• **Work instructions**
(1) According to the #MeToo article on trauma and body techniques, for how long has its writer been covering how abuse affects biochemistry?
(2) Carry the #MeToo article on trauma and body techniques forward from its final sentence.
** Source passage follows **
#MeToo Part 5: How to Change the Biochemical Patterns of Self-Defence - the Body Techniques
Over the last 4 weeks I have written about how abuses - of space, of personal identity, of sovereignty over one’s body, of positions of power etc. - have enormous ripple-effects throughout biochemistry. I have detailed, extensively, how hardwired physiological pathways can be born out of the shifts that occur throughout the nervous system after having suffered the trauma of abuse. I have explained the dis-order and dis-ease which can be consequences of this ripple-effect of biological change after abuse.
Today, the journey into ways to tackle the biochemically hardwired responses to trauma continues with this, my final article in the #MeToo series.
In this article I am going to discuss the two most impactful ways to tackle trauma triggers and the biochemical patterns which result from historic abuse.
EXPOSURE
When dealing with actual phobias, for example phobias of spiders or of heights, a commonly-used tool is desensitisation through exposure. This is where the phobic patient is slowly exposed to their fears, incrementally increasing the level and extremes of the exposure.
This may seem cruel, but it works. It takes an irrational fear that something specific (e.g. spiders, heights) can cause harm and slowly disproves that fear to the brain. As the phobic patient lives through exposure to their feared items/experiences… and nothing happens… they cannot continue to remain afraid of what was previously seen as a ‘danger’. Basically, by exposing yourself to what threatens you and experiencing no adverse effects you prove the brain’s fears unfounded and you are no longer afraid.
This type of exposure, where you experience a reality that is different to one that you expect (and fear) is not just useful for specific phobias, it can also prove invaluable for re-patterning trauma memories.
Core beliefs about how life is threatening, how people are dangerous and out to hurt you, can be slowly disproved by experiencing a different reality - a reality in which you are exposed to encounters with others and aren’t hurt and remain safe.
It sounds obvious - but it is deeply profound. The initial biological patterning of threat response was never irrational - it emerged out of experience. The best way to counteract and overthrow that experiential memory is to create new, contrasting ones.
Of course, this is one of the most difficult things to do. Trauma patterns are triggered even by things that are not remotely threatening - someone moving towards you in slightly the wrong way, brushing up against you even by accident. The smallest inkling that threat is on the horizon triggers the defence mechanisms. These defence patterns aren’t to be ‘talked out of’ or convinced/willed away.
** End of Source passage **
** Exercise data follows **
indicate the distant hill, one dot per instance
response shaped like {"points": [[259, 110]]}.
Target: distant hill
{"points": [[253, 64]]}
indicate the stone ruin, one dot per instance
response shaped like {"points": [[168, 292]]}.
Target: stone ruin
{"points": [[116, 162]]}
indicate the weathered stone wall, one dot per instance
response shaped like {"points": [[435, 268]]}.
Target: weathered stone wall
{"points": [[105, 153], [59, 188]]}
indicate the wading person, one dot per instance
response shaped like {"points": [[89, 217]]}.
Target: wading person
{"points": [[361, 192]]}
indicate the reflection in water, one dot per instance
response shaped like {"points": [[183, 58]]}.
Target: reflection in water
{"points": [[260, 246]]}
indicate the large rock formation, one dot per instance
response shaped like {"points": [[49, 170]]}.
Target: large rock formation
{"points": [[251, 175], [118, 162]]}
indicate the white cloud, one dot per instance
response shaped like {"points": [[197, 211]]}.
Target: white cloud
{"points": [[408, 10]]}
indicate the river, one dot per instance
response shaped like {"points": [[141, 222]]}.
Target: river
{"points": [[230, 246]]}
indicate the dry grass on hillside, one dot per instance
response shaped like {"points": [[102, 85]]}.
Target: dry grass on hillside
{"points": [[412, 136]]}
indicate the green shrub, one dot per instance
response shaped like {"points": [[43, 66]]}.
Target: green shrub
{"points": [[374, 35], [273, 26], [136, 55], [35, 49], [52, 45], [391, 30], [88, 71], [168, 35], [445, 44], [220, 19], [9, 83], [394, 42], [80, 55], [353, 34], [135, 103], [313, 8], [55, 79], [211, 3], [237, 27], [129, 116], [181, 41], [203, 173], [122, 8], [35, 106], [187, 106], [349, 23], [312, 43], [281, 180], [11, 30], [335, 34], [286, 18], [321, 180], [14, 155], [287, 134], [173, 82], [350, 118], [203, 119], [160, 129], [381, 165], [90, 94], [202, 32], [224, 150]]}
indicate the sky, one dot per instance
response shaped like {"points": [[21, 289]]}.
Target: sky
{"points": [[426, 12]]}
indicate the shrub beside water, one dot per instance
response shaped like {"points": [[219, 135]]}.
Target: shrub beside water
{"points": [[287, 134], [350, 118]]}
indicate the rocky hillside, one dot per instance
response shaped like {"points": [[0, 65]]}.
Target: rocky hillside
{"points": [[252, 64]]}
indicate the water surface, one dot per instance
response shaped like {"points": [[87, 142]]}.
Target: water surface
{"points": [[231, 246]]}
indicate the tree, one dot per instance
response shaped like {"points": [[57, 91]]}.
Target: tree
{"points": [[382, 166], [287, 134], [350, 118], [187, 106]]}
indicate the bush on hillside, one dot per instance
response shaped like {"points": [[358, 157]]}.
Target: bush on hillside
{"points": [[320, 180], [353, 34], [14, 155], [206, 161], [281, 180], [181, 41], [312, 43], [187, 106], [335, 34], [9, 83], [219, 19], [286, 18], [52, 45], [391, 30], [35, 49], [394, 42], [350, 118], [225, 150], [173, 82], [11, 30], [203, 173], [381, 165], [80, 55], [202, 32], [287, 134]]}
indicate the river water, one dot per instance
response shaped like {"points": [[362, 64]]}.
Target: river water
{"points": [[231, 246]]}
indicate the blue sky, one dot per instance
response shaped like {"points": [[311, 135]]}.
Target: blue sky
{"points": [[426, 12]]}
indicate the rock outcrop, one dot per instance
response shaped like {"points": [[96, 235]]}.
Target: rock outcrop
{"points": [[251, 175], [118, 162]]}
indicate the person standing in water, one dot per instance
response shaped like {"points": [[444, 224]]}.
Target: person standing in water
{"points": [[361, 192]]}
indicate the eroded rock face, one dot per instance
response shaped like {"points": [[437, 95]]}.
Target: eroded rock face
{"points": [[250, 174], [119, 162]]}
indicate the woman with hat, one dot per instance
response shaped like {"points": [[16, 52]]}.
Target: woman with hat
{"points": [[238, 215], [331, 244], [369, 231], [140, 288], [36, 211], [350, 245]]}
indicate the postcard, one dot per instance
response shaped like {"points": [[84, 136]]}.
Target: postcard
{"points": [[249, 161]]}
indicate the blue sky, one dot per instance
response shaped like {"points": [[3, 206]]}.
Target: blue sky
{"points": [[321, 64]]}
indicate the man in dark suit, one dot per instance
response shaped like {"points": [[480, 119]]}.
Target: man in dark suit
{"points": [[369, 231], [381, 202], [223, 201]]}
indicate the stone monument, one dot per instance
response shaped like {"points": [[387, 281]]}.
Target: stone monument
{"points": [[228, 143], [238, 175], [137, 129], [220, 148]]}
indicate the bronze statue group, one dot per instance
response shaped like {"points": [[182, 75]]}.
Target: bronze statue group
** End of Exercise data **
• **Answers for the tasks**
(1) Over the last four weeks.

(2)
This is the reason that I believe the #MeToo movement will have ripple-effects that go far beyond the obvious. The delicate process of learning that life is safe is derailed easily when transgressions are ubiquitous. Simply put: you cannot learn that life - and people - are safe, when it - and they - are not.
So when we look at the way the #MeToo hashtag has started to change work environments and the accepted behaviours within them - this, to my mind, is why this was such an important social ‘revolution’. Changes in the catalogue of accepted acts and social norms are the first step to altering the world that we live in and what we see on a daily basis. Living in a different world - where abuses aren’t ignored and accepted behaviours have distinct boundaries - is the first step to creating the security blankets necessary for those who have experienced trauma to start to learn to trust in life again.
And yet, even in a different environment where microaggressions are not permitted, trust is tricky to build. Trust evaporates when abuse has established a trauma response pattern. To stay safe the entire world becomes a potential enemy. To engage with the world again - and, in particular, to put your faith in other people to help you learn that not everyone will hurt you - is profoundly frightening.
Getting to the point where you can be shown the kindness of others requires first stopping to automatically assume the worst of them. But even this is a step too far for those who have experienced trauma.
So the first approach is more simple. It’s based in understanding.
Explaining to someone what is happening in these situations (and if you’ve read any of my last four articles you’ll be able to do that) imperceptibly, though fundamentally, changes the experience of the trauma patterning. Whilst you may flick into high alert, somewhere there is a conscious awareness that this is happening… and why.
And when you know a) that it’s happening and b) why - you can begin to accept it. Then you can transform it. Perhaps not in the moment, perhaps only on reflection - but subtly, a behaviour pattern noticed and observed will ultimately change.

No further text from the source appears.